» **Taakomschrijving**:
Neem de vermeldingen letterlijk over, vanaf het begin van de vermeldingen tot en met de regel met "x=205, y=143". Laat de afbeeldingen alsjeblieft weg uit je antwoord.

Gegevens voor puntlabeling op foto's

═══

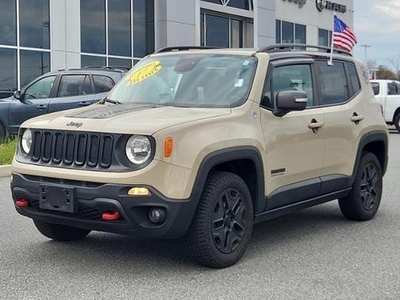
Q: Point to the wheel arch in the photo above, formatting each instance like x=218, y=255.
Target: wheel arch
x=246, y=162
x=375, y=142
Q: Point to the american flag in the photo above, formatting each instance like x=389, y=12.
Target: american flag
x=343, y=36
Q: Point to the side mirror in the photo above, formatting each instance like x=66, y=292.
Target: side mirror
x=287, y=101
x=18, y=95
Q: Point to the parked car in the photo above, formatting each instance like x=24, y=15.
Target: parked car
x=55, y=91
x=388, y=94
x=5, y=94
x=205, y=143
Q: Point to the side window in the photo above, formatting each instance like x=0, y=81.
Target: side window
x=289, y=77
x=353, y=75
x=392, y=88
x=40, y=89
x=333, y=83
x=74, y=85
x=375, y=88
x=102, y=83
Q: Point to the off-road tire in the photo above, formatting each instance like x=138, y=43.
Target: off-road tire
x=60, y=233
x=221, y=228
x=396, y=121
x=2, y=132
x=363, y=201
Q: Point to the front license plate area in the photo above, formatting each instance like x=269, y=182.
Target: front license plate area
x=57, y=198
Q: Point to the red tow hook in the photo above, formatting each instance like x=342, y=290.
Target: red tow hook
x=110, y=216
x=22, y=203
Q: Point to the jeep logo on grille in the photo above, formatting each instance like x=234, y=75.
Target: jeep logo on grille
x=73, y=124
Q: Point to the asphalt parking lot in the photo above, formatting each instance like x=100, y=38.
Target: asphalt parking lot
x=312, y=254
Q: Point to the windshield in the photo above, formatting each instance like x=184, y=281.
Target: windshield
x=195, y=80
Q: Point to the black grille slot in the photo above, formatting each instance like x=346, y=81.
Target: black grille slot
x=69, y=148
x=37, y=145
x=47, y=145
x=73, y=149
x=80, y=149
x=94, y=150
x=105, y=160
x=58, y=147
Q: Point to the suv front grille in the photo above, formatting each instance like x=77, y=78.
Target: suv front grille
x=74, y=149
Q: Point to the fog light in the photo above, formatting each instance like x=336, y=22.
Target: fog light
x=157, y=215
x=139, y=191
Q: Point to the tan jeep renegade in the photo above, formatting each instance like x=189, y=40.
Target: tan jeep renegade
x=202, y=144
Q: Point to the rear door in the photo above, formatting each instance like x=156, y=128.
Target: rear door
x=35, y=102
x=74, y=90
x=340, y=97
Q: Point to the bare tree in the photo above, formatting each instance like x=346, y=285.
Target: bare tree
x=395, y=63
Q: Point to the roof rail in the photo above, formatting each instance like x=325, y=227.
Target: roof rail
x=291, y=47
x=182, y=48
x=113, y=68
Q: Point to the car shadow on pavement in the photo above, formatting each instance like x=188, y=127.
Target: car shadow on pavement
x=116, y=252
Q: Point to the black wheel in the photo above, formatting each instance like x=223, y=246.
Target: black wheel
x=60, y=232
x=363, y=201
x=221, y=228
x=2, y=132
x=396, y=121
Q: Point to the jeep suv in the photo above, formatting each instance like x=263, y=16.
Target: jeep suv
x=202, y=144
x=55, y=91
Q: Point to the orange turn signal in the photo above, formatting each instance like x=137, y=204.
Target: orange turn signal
x=168, y=146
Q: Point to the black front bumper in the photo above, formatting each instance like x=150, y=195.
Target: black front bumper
x=94, y=199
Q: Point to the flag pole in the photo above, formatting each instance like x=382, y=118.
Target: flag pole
x=330, y=62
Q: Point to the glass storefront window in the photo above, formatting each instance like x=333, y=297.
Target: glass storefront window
x=300, y=34
x=237, y=34
x=217, y=31
x=8, y=23
x=33, y=64
x=143, y=27
x=119, y=34
x=34, y=23
x=8, y=71
x=87, y=61
x=287, y=32
x=93, y=26
x=119, y=62
x=278, y=31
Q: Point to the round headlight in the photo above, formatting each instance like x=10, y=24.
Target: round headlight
x=26, y=141
x=138, y=149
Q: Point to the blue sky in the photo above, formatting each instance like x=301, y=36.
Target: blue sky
x=377, y=23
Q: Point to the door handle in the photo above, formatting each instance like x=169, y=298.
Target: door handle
x=84, y=103
x=315, y=125
x=357, y=118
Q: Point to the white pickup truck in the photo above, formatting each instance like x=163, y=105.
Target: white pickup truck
x=388, y=93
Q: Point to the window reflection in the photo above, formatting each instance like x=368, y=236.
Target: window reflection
x=34, y=23
x=119, y=27
x=33, y=64
x=8, y=71
x=93, y=26
x=8, y=23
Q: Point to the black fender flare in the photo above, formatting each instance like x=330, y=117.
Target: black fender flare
x=373, y=136
x=226, y=155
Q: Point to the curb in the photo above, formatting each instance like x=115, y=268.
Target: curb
x=5, y=171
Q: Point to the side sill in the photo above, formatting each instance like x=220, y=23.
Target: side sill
x=287, y=209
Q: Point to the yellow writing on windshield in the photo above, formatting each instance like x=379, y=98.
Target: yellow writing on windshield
x=143, y=73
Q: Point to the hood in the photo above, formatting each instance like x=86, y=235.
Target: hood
x=128, y=119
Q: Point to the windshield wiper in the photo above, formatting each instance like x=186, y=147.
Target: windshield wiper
x=110, y=101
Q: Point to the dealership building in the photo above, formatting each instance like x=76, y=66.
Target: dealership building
x=37, y=36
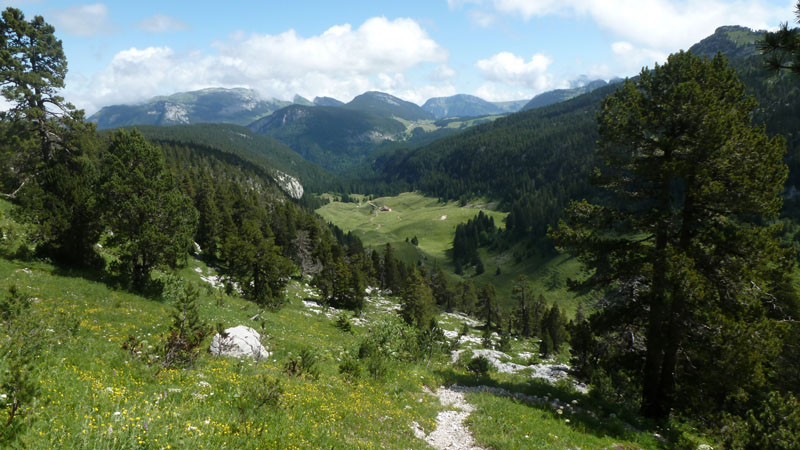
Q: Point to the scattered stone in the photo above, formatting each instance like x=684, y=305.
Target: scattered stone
x=450, y=432
x=238, y=342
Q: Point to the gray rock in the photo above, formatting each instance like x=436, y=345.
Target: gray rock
x=239, y=342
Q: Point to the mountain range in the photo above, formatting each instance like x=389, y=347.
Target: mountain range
x=540, y=159
x=239, y=106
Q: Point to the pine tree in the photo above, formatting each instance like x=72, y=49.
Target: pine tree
x=487, y=301
x=181, y=346
x=694, y=184
x=153, y=223
x=390, y=278
x=255, y=263
x=546, y=345
x=781, y=48
x=47, y=147
x=419, y=307
x=521, y=293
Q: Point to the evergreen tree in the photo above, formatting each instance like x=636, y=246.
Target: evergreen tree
x=255, y=264
x=781, y=48
x=694, y=184
x=419, y=306
x=390, y=277
x=468, y=298
x=546, y=345
x=181, y=346
x=521, y=293
x=152, y=222
x=47, y=147
x=554, y=326
x=487, y=301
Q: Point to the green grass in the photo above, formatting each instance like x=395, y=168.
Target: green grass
x=96, y=395
x=416, y=215
x=412, y=215
x=93, y=394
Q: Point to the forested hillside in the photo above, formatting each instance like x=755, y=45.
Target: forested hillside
x=536, y=161
x=260, y=150
x=238, y=106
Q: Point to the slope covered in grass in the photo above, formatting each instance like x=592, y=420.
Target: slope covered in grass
x=413, y=214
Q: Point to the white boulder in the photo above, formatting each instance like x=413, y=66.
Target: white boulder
x=239, y=342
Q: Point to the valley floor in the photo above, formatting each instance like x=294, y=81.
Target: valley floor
x=94, y=394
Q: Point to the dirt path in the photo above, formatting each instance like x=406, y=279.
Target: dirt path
x=450, y=432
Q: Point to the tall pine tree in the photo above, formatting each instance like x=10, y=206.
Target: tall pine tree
x=686, y=242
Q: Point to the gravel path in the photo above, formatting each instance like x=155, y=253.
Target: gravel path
x=450, y=432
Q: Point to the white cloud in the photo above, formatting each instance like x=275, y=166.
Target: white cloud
x=161, y=23
x=453, y=4
x=482, y=18
x=510, y=77
x=508, y=68
x=631, y=58
x=443, y=72
x=661, y=24
x=83, y=20
x=342, y=62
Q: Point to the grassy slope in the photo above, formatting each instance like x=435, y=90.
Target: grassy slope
x=416, y=215
x=94, y=394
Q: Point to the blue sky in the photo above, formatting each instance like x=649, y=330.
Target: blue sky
x=129, y=51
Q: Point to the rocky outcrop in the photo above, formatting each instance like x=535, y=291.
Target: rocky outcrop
x=239, y=342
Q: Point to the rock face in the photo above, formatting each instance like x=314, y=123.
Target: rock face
x=289, y=184
x=238, y=342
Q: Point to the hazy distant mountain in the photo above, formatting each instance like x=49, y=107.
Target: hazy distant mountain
x=327, y=101
x=560, y=95
x=553, y=147
x=511, y=106
x=384, y=105
x=262, y=150
x=239, y=106
x=300, y=100
x=461, y=105
x=333, y=137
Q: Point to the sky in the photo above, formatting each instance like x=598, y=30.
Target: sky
x=130, y=51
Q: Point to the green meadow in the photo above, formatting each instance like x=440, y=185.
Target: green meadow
x=434, y=224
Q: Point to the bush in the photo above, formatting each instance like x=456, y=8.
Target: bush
x=377, y=366
x=343, y=323
x=393, y=338
x=505, y=343
x=257, y=393
x=304, y=365
x=479, y=365
x=181, y=345
x=350, y=368
x=774, y=425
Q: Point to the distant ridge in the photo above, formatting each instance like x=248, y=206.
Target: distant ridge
x=382, y=104
x=218, y=105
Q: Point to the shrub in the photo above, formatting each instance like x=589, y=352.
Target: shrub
x=257, y=393
x=377, y=366
x=505, y=343
x=479, y=365
x=775, y=425
x=181, y=345
x=350, y=368
x=343, y=323
x=305, y=364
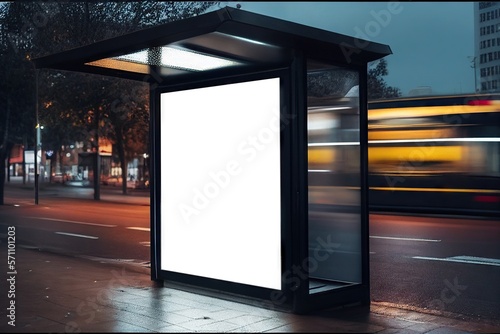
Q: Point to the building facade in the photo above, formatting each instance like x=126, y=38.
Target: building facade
x=487, y=46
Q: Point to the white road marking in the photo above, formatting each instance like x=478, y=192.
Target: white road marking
x=145, y=229
x=463, y=259
x=77, y=235
x=72, y=221
x=404, y=239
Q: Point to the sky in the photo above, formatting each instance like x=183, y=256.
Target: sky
x=432, y=42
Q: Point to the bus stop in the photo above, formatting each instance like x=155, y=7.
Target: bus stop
x=259, y=154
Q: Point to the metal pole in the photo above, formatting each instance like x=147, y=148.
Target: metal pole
x=37, y=136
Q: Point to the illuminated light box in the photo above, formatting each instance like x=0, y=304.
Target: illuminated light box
x=220, y=182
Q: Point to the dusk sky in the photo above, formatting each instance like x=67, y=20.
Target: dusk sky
x=432, y=42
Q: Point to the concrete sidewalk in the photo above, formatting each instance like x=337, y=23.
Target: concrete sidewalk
x=55, y=293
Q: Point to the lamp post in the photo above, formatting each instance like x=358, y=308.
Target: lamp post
x=37, y=136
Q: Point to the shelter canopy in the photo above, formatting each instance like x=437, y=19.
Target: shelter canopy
x=226, y=40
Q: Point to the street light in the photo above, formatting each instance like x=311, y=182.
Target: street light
x=37, y=134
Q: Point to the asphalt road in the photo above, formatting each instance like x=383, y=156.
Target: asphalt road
x=444, y=264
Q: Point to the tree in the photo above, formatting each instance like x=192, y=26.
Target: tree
x=377, y=87
x=70, y=102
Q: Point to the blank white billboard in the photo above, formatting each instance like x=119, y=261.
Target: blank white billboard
x=220, y=182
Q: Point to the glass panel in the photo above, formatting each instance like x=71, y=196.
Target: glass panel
x=220, y=182
x=334, y=177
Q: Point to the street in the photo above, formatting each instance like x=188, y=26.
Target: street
x=444, y=264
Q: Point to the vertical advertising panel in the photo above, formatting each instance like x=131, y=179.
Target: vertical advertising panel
x=220, y=182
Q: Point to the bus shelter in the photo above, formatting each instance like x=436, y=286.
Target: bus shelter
x=259, y=154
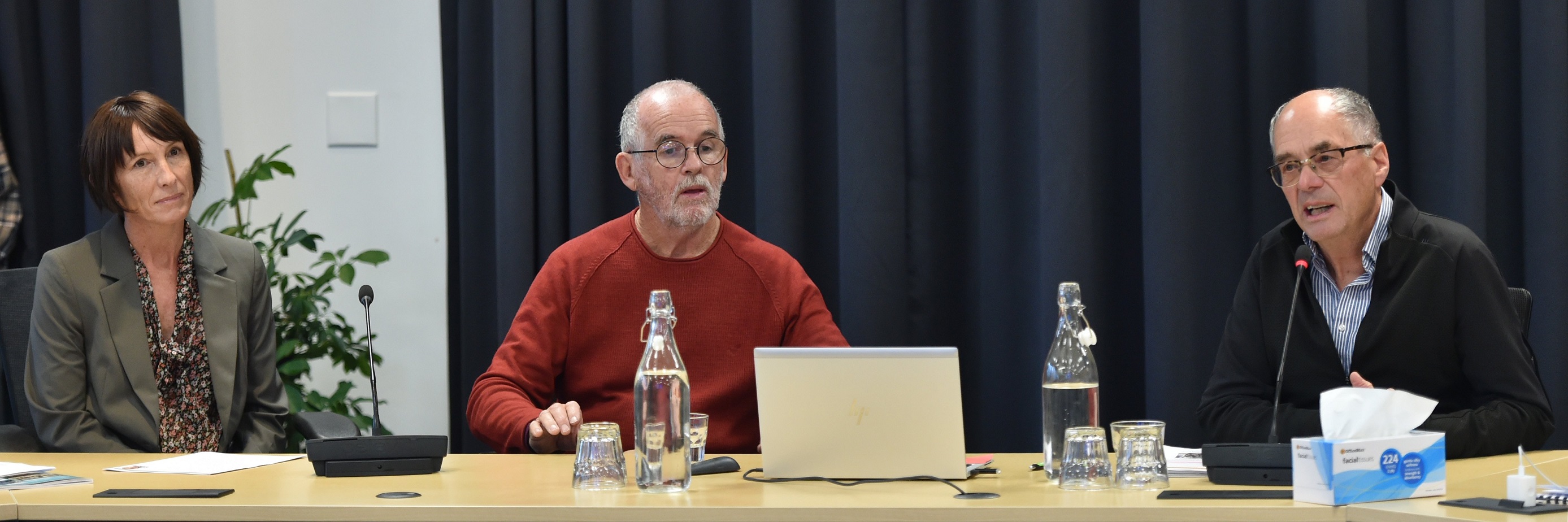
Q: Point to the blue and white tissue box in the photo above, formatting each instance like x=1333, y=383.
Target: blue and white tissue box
x=1350, y=471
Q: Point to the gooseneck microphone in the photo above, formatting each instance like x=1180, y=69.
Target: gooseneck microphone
x=1261, y=463
x=1302, y=258
x=366, y=295
x=377, y=454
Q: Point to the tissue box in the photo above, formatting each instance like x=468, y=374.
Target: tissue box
x=1340, y=472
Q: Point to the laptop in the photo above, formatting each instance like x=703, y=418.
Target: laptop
x=860, y=413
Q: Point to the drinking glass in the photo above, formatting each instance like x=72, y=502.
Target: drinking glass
x=698, y=438
x=1140, y=455
x=601, y=464
x=1120, y=425
x=1084, y=462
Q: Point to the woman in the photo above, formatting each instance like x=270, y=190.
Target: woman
x=153, y=334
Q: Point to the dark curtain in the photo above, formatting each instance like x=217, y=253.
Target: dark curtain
x=60, y=62
x=938, y=167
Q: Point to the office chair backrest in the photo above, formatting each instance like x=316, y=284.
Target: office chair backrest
x=16, y=319
x=1523, y=304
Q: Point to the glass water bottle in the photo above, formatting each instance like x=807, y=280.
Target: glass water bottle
x=1070, y=388
x=662, y=405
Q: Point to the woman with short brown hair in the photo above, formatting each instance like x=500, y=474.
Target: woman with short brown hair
x=153, y=334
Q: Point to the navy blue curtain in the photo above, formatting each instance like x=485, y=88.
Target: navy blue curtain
x=938, y=167
x=60, y=62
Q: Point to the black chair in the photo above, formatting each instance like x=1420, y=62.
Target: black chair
x=1523, y=304
x=16, y=317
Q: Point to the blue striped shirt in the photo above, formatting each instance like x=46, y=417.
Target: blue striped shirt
x=1344, y=310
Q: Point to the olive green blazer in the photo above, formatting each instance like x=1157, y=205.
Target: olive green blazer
x=90, y=371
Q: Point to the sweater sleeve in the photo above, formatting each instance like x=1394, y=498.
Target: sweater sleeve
x=1237, y=405
x=521, y=379
x=806, y=320
x=1512, y=403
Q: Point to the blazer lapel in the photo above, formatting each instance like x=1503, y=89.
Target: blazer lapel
x=220, y=306
x=121, y=303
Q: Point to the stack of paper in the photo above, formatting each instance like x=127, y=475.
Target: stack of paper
x=1184, y=463
x=205, y=463
x=16, y=476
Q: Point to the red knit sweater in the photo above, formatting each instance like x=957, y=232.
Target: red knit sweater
x=576, y=336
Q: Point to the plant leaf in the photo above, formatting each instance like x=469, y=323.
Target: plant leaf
x=281, y=167
x=373, y=258
x=294, y=367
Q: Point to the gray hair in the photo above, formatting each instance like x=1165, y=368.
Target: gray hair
x=632, y=130
x=1350, y=106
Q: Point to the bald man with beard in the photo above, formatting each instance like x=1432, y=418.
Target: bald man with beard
x=573, y=349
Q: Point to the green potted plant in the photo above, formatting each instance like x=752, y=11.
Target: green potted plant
x=308, y=328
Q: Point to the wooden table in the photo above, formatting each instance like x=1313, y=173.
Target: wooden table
x=538, y=488
x=1470, y=478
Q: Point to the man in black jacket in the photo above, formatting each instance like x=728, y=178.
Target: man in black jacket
x=1395, y=297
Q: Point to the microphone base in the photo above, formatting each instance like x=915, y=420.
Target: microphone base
x=1249, y=463
x=377, y=455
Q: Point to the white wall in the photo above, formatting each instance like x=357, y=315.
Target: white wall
x=256, y=77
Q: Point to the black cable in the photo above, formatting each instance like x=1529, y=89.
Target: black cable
x=962, y=493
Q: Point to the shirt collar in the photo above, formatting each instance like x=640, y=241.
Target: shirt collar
x=1374, y=240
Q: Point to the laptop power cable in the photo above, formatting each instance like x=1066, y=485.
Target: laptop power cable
x=962, y=493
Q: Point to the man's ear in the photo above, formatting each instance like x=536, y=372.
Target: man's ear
x=623, y=165
x=1380, y=159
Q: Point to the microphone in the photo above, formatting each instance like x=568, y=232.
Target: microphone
x=1261, y=463
x=377, y=454
x=366, y=295
x=1302, y=258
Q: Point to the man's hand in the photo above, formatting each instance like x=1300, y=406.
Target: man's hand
x=554, y=428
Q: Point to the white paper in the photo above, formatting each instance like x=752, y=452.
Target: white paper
x=1357, y=413
x=7, y=469
x=205, y=463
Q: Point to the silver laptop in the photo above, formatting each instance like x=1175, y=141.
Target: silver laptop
x=860, y=413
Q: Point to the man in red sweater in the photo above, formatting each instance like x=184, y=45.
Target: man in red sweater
x=573, y=349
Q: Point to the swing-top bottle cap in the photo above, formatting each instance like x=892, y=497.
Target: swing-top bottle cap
x=1069, y=294
x=661, y=304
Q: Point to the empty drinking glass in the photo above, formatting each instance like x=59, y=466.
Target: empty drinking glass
x=1120, y=425
x=698, y=438
x=601, y=464
x=1140, y=455
x=1084, y=462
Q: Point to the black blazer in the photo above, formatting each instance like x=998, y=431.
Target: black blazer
x=1440, y=325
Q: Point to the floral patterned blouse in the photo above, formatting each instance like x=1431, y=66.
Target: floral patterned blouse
x=187, y=410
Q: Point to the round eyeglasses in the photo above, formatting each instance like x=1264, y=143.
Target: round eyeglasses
x=1326, y=163
x=672, y=154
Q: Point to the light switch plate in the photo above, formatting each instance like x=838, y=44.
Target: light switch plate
x=351, y=120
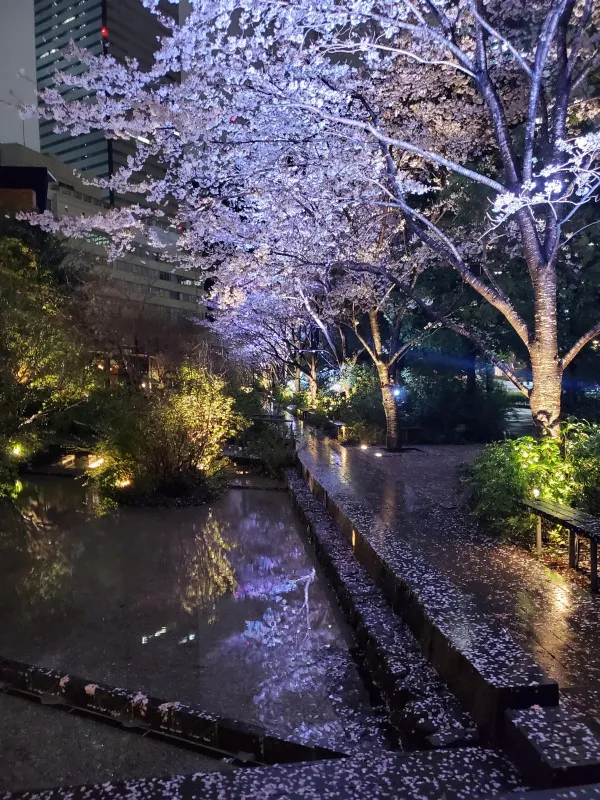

═══

» **Resultaat**:
Q: Point to the wheel arch in the photo above, formatting each instance like x=218, y=255.
Target: wheel arch
x=246, y=162
x=375, y=142
Q: Point to the american flag in the photo above, formatting each instance like x=389, y=12.
Target: american flag
x=343, y=36
Q: Point to the side mirror in the photo above, formatting each instance like x=66, y=292.
Target: side mirror
x=287, y=101
x=18, y=95
Q: Point to the parked car in the photo above, formatting each instance like x=24, y=15.
Target: parked car
x=55, y=91
x=388, y=94
x=5, y=94
x=205, y=143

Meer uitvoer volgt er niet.